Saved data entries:
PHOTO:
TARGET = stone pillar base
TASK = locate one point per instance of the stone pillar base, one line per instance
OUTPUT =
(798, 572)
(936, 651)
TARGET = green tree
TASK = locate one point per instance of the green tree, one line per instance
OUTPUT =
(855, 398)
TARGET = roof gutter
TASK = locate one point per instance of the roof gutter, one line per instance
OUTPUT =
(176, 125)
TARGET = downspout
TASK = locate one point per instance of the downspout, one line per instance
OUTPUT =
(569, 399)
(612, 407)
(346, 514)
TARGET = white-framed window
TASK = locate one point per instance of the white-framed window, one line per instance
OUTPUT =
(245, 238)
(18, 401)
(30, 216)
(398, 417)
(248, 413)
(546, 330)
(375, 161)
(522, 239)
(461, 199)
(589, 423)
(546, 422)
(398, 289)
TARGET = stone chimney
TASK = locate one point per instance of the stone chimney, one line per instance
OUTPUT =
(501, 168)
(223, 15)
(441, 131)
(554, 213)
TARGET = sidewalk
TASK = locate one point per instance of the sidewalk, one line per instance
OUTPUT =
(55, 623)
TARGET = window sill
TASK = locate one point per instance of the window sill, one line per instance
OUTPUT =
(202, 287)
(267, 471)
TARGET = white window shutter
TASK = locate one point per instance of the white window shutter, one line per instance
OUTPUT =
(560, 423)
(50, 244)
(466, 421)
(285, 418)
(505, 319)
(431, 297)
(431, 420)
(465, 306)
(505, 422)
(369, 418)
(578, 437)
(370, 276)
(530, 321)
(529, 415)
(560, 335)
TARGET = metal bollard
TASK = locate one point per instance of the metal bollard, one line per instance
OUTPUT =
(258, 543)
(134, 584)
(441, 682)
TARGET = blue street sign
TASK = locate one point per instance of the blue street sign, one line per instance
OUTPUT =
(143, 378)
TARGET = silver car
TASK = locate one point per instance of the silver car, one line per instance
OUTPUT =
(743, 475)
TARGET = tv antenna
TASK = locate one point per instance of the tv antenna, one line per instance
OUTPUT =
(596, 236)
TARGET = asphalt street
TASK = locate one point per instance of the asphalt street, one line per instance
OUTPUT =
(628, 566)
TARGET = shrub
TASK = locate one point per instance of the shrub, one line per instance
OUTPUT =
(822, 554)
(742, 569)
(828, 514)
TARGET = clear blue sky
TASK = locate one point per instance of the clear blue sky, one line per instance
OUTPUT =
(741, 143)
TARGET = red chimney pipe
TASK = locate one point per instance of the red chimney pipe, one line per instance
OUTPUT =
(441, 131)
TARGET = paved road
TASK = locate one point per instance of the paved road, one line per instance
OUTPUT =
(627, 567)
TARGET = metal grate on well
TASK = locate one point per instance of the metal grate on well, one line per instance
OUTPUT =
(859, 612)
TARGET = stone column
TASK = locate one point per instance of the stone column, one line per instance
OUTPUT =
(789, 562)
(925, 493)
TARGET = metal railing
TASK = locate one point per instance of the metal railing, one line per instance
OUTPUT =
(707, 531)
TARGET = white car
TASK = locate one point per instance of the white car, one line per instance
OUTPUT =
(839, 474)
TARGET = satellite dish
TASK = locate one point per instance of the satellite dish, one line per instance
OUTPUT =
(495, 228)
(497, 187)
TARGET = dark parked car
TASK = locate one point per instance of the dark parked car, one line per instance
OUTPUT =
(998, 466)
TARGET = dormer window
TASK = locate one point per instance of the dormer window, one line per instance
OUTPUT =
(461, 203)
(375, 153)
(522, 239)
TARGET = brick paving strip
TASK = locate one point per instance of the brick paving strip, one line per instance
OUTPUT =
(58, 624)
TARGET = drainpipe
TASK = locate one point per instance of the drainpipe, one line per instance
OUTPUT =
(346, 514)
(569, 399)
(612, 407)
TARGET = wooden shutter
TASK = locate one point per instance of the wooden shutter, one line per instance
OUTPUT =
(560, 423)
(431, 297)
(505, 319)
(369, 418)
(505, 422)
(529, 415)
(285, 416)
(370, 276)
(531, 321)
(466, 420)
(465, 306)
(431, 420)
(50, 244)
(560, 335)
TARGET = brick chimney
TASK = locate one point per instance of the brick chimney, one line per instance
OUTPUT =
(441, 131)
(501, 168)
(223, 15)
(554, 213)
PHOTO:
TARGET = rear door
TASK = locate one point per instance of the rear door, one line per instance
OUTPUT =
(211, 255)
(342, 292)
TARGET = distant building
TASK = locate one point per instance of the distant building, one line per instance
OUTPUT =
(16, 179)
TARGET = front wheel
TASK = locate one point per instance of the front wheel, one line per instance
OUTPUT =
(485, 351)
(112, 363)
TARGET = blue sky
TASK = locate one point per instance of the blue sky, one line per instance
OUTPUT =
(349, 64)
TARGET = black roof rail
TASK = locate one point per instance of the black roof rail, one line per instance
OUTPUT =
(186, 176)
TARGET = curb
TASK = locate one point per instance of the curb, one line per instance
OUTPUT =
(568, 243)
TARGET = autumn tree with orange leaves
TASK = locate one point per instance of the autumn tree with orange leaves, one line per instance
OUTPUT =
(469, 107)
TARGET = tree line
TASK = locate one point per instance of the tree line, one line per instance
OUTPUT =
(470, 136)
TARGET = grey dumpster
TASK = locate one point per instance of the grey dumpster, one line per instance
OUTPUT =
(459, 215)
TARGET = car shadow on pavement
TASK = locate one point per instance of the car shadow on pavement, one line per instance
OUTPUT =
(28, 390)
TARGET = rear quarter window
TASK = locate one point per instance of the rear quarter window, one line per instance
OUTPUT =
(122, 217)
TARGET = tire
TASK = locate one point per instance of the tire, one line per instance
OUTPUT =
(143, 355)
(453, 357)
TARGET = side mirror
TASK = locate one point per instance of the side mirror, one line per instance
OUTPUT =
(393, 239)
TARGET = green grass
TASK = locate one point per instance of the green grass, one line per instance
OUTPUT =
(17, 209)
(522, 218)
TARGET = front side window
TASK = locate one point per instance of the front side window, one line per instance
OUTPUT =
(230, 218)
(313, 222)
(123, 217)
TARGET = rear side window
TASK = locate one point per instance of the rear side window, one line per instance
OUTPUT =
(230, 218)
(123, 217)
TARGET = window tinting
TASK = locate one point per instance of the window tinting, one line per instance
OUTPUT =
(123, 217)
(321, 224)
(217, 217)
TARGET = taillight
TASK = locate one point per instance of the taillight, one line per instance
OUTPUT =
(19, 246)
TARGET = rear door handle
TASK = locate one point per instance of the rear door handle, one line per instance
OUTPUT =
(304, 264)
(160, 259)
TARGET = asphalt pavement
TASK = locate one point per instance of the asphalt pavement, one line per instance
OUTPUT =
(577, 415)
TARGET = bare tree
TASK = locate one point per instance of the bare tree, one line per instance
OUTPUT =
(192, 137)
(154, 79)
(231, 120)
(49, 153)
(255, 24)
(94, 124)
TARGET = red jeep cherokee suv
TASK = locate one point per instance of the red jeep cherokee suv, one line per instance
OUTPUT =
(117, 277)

INSTRUCTIONS TO FOLLOW: Write out every entry again exactly, please, with nothing missing.

THE ANSWER:
PHOTO:
TARGET = stone pillar base
TASK = locate one point per instance of the stone pillar base, one line per instance
OUTPUT =
(798, 572)
(936, 651)
TARGET = green tree
TASK = locate one point per instance of the green tree, one line per instance
OUTPUT =
(855, 398)
TARGET = roof gutter
TASK = locate one point per instance of the roof gutter, one line per instance
OUTPUT =
(176, 125)
TARGET = downspout
TASK = locate one point per instance of the downspout, one line per instance
OUTPUT =
(569, 399)
(612, 407)
(346, 514)
TARGET = white-framed window
TASK = locate one point per instance of the white-framed window, one line per instance
OUTPUT =
(245, 238)
(18, 401)
(30, 216)
(398, 417)
(248, 413)
(546, 330)
(375, 161)
(522, 239)
(461, 199)
(589, 423)
(546, 422)
(398, 289)
TARGET = stone chimney
TASK = locate one point per instance of the stone chimney, one line per instance
OUTPUT =
(501, 168)
(223, 15)
(441, 131)
(554, 213)
TARGET = sidewalk
TASK = locate one point per instance of the sidewalk, one line per instance
OUTPUT =
(55, 623)
TARGET = window sill
TASK = locate one point per instance of the window sill, one line per instance
OUTPUT =
(202, 287)
(267, 471)
TARGET = white window shutter
TASK = locate one point per instance of the white window shutter, one line per instance
OUTPUT =
(560, 423)
(50, 244)
(466, 421)
(285, 418)
(505, 319)
(431, 297)
(431, 420)
(465, 306)
(505, 422)
(369, 418)
(578, 437)
(370, 276)
(530, 321)
(529, 415)
(560, 335)
TARGET = metal bollard
TASK = locate one point per instance of the metal bollard, one line per instance
OUTPUT =
(258, 543)
(134, 584)
(441, 682)
TARGET = blue street sign
TASK = locate one point per instance of the blue street sign, one line per instance
OUTPUT =
(143, 378)
TARGET = silver car
TASK = locate one point per instance of the silver car, one line per instance
OUTPUT =
(743, 475)
TARGET = tv antenna
TASK = locate one point per instance of the tv antenna, one line per instance
OUTPUT =
(596, 236)
TARGET = asphalt street
TASK = locate one point per instance of the asphalt street, one line per instance
OUTPUT =
(628, 566)
TARGET = shrub
TASK = locate one point per instance of the shrub, one line per instance
OUTPUT =
(822, 554)
(742, 569)
(828, 514)
TARGET = clear blue sky
TASK = locate one point per instance of the clear blue sky, one line per instance
OUTPUT =
(741, 143)
TARGET = red chimney pipe
TASK = locate one point per instance of the red chimney pipe, one line per instance
OUTPUT =
(441, 131)
TARGET = paved road
TASK = locate one point per instance of the paved road, one line per instance
OUTPUT =
(627, 567)
TARGET = metal grate on well
TASK = locate one point per instance of the metal grate on well, one line per instance
OUTPUT =
(859, 612)
TARGET = stone column
TASK = locate one point per instance of the stone column, one line per instance
OUTPUT =
(789, 562)
(925, 493)
TARGET = metal railing
TASK = locate one point per instance of the metal railing, one line per instance
OUTPUT =
(707, 531)
TARGET = white car
TASK = locate one point per instance of the white car, one line per instance
OUTPUT =
(839, 474)
TARGET = satellite dish
TASK = locate one point per instance of the satellite dish, one line per instance
OUTPUT =
(495, 228)
(497, 187)
TARGET = dark parked car
TASK = locate one point per instance of the dark parked car, one line per instance
OUTPUT =
(998, 466)
TARGET = dormer window
TASK = locate one point per instance of the dormer window, one line per instance
OUTPUT =
(461, 203)
(375, 153)
(522, 239)
TARGET = brick paving strip
TASK = locate one point per instance of the brick paving strip, one line per instance
OUTPUT =
(58, 624)
TARGET = drainpipe
TASK = locate one point per instance of the drainpipe, one line per instance
OUTPUT =
(346, 514)
(569, 399)
(612, 407)
TARGET = wooden shutter
TASK = locate one point per instance of the wooden shutter, one line per instance
OUTPUT =
(560, 423)
(431, 297)
(505, 319)
(369, 418)
(505, 422)
(529, 415)
(285, 416)
(370, 276)
(531, 321)
(466, 420)
(465, 306)
(431, 420)
(50, 244)
(560, 335)
TARGET = brick chimney
TASK = locate one point per instance of the brick chimney, one line per instance
OUTPUT =
(441, 131)
(501, 168)
(223, 15)
(554, 213)
PHOTO:
TARGET = rear door
TASK = locate one point per instance of the rear door, one line per instance
OUTPUT =
(211, 255)
(342, 292)
TARGET = distant building
TASK = locate one point per instance of the distant building, one line per instance
OUTPUT =
(16, 179)
TARGET = front wheel
TASK = locate one point per instance of the front wheel, one line per instance
OUTPUT =
(485, 351)
(112, 363)
TARGET = blue sky
TASK = locate one point per instance of the blue sky, one line per instance
OUTPUT =
(349, 64)
TARGET = black roof rail
TASK = locate one point per instance of the black roof rail, one line per instance
OUTPUT =
(186, 176)
TARGET = curb
TASK = locate one point per instance of the curb, one line per instance
OUTPUT =
(568, 243)
TARGET = autumn tree with orange leaves
TASK = locate one point per instance of the autumn tree with orange leaves, one line per instance
OUTPUT =
(469, 107)
TARGET = tree line
TASK = locate one point per instance of the tree line, one line per instance
OUTPUT =
(470, 136)
TARGET = grey dumpster
TASK = locate one point per instance of the grey dumpster, one line per instance
OUTPUT =
(459, 215)
TARGET = car shadow on pavement
TASK = locate one point per instance of the car shadow on pavement, one line per instance
OUTPUT =
(28, 390)
TARGET = rear quarter window
TASK = locate one point per instance of the rear quarter window, one line per instance
OUTPUT =
(122, 217)
TARGET = tire
TASK = locate one point per instance of the tire, one line per instance
OUTPUT =
(143, 355)
(453, 357)
TARGET = side mirror
TASK = locate one point per instance of the side mirror, one line per instance
OUTPUT =
(393, 239)
TARGET = green grass
TASK = locate one point per instance of the green grass, one line per instance
OUTPUT =
(17, 209)
(522, 218)
TARGET = front side window
TASK = locate one point per instance of the front side window, one line per instance
OUTPUT =
(230, 218)
(313, 222)
(123, 217)
TARGET = rear side window
TASK = locate one point per instance of the rear side window, one line per instance
OUTPUT =
(230, 218)
(123, 217)
TARGET = window tinting
TASK = locate one point per instance of the window tinting, one line per instance
OUTPUT =
(123, 217)
(321, 224)
(217, 217)
TARGET = taillight
TASK = locate one point per instance of the taillight, one line per instance
OUTPUT =
(19, 246)
TARGET = rear door handle
TASK = locate one point per instance of the rear door handle, one line per instance
OUTPUT =
(304, 264)
(160, 259)
TARGET = asphalt pavement
TASK = locate one point per instance of the asphalt pavement, one line per instance
OUTPUT =
(577, 415)
TARGET = bare tree
TASK = locate one point per instance of the bare tree, one line per instance
OUTPUT =
(192, 137)
(154, 79)
(231, 120)
(49, 153)
(255, 24)
(94, 124)
TARGET = red jeep cherokee suv
TASK = locate one point per instance of the red jeep cherokee suv, one line per instance
OUTPUT =
(117, 277)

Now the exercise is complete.